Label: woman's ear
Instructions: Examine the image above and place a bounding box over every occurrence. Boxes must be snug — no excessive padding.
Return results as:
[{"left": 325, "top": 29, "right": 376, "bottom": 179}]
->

---+---

What to do:
Give the listing above as a numbered list with one line per entry, leaving out any blank lines.

Result of the task:
1. Label: woman's ear
2. Instructions: Examine the image above and place a bounding box over every occurrence. Boxes must be snug — no excessive padding.
3. Return results as:
4. [{"left": 325, "top": 29, "right": 376, "bottom": 179}]
5. ->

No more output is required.